**What the task requires**
Copy out the rows exactly, beginning with the line that contains "the roof ridge" and ending after the line that contains "column 444, row 42", both lines included.

**Data in this exercise**
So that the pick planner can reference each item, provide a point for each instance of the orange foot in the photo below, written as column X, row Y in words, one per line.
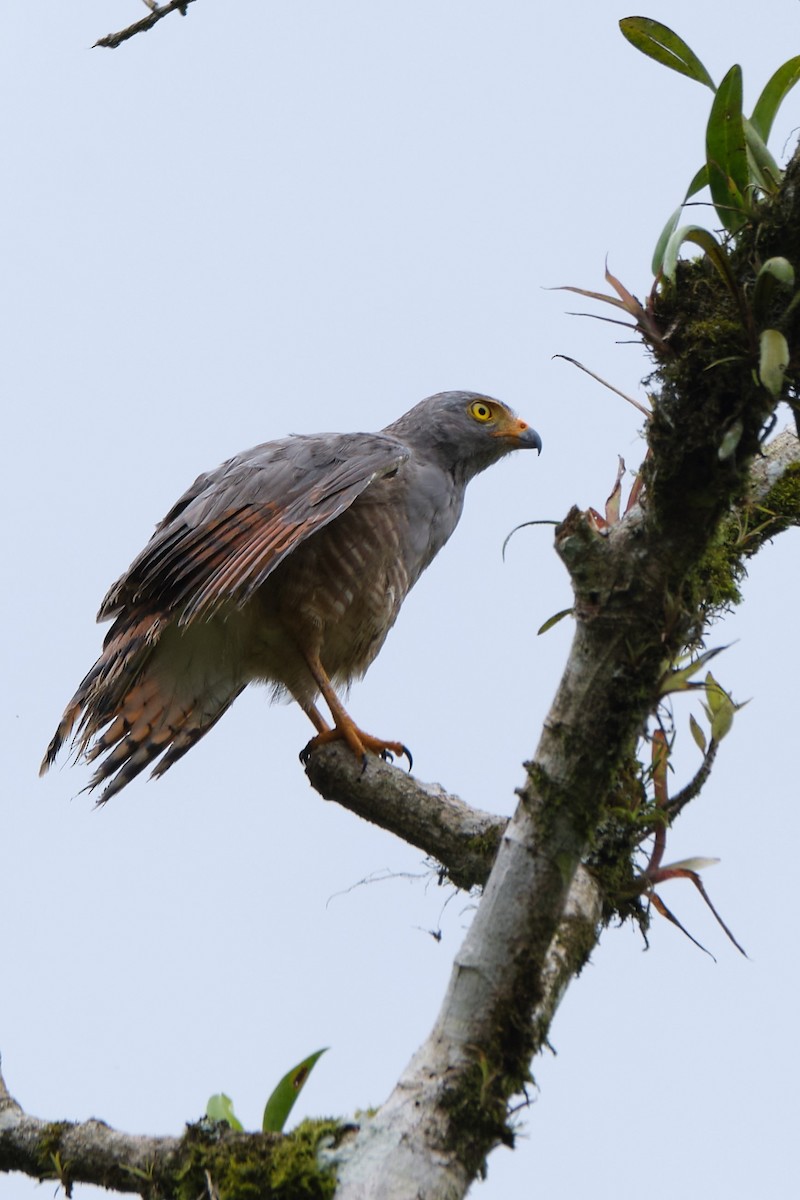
column 360, row 743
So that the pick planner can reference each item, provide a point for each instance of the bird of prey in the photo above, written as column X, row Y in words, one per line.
column 287, row 565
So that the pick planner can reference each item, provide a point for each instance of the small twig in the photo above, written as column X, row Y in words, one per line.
column 695, row 785
column 606, row 384
column 140, row 27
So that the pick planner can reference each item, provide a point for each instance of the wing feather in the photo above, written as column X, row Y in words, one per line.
column 234, row 526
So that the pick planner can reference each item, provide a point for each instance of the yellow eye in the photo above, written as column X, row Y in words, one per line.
column 481, row 411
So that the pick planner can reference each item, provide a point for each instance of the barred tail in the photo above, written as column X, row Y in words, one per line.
column 148, row 695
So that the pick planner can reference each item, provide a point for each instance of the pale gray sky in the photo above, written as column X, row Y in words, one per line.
column 276, row 217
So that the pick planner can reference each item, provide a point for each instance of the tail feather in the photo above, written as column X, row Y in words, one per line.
column 148, row 695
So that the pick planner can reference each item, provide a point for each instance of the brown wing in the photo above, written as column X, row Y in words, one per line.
column 233, row 527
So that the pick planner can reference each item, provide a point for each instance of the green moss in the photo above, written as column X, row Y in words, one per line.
column 479, row 1115
column 256, row 1167
column 782, row 503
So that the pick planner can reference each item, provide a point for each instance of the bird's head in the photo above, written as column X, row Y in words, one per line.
column 464, row 431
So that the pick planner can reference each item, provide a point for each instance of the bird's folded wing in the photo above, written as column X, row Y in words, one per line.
column 233, row 527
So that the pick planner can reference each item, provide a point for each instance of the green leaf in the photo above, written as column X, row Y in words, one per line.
column 774, row 95
column 281, row 1102
column 553, row 621
column 663, row 240
column 764, row 171
column 773, row 360
column 221, row 1108
column 776, row 275
column 697, row 733
column 708, row 243
column 678, row 679
column 726, row 153
column 731, row 439
column 714, row 693
column 722, row 718
column 699, row 181
column 661, row 43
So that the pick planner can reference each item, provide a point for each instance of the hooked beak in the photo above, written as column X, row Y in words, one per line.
column 522, row 435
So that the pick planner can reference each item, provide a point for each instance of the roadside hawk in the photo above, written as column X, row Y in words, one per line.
column 288, row 565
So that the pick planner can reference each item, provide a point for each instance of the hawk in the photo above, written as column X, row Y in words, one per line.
column 287, row 565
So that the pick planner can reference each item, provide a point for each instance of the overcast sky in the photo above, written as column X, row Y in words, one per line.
column 274, row 217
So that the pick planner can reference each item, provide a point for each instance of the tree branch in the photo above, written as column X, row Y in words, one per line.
column 209, row 1156
column 157, row 12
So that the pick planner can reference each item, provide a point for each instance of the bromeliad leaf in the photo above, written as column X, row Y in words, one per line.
column 678, row 679
column 699, row 181
column 764, row 172
column 727, row 154
column 221, row 1108
column 281, row 1102
column 553, row 621
column 774, row 95
column 708, row 243
column 773, row 360
column 665, row 46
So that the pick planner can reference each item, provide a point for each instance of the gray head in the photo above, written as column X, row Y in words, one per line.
column 464, row 432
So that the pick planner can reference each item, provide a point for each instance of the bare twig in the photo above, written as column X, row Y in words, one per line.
column 140, row 27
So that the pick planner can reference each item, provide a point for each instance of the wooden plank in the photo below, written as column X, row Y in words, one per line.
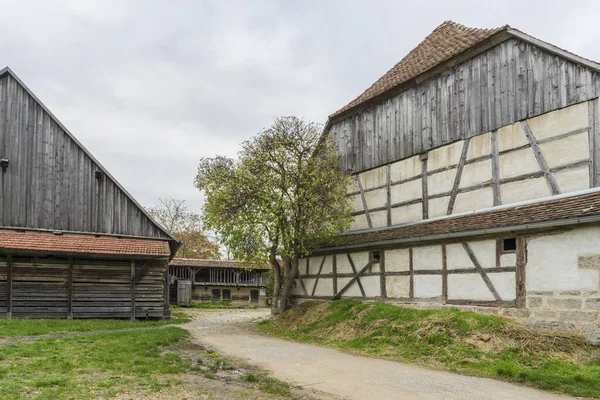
column 521, row 290
column 483, row 274
column 496, row 168
column 552, row 185
column 458, row 176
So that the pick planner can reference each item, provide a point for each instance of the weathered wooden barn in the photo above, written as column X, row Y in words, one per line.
column 73, row 242
column 477, row 166
column 225, row 281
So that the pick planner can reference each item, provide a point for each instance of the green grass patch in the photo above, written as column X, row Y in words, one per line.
column 214, row 304
column 268, row 385
column 86, row 367
column 466, row 342
column 34, row 327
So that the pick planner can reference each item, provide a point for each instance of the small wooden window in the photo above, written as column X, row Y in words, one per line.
column 509, row 244
column 226, row 295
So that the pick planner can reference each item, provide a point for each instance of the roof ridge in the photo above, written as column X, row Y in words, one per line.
column 444, row 42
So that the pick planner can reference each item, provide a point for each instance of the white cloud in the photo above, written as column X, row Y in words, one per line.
column 151, row 86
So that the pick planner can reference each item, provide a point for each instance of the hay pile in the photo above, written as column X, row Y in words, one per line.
column 506, row 334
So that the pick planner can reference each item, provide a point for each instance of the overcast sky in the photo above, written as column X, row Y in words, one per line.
column 149, row 87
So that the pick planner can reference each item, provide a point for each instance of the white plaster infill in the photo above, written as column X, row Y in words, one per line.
column 537, row 225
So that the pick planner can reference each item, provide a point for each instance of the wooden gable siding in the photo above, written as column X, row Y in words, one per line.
column 510, row 82
column 50, row 182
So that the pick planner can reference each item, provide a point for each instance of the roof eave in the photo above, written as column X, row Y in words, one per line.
column 471, row 52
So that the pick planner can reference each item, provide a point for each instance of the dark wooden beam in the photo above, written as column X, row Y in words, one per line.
column 362, row 289
column 425, row 196
column 9, row 275
column 318, row 275
column 412, row 274
column 496, row 168
column 552, row 185
column 132, row 285
column 382, row 286
column 520, row 274
column 459, row 169
column 334, row 270
column 70, row 291
column 389, row 194
column 594, row 140
column 444, row 273
column 483, row 274
column 351, row 282
column 364, row 201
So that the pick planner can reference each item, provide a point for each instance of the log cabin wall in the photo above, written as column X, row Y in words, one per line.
column 51, row 181
column 49, row 287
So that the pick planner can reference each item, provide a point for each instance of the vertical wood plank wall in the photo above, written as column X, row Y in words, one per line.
column 50, row 182
column 508, row 83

**Worked solution**
So that the pick planner can reference each item, provide a point for each instance of the roof ridge in the photo above, written as column X, row Y in words, one per line.
column 444, row 42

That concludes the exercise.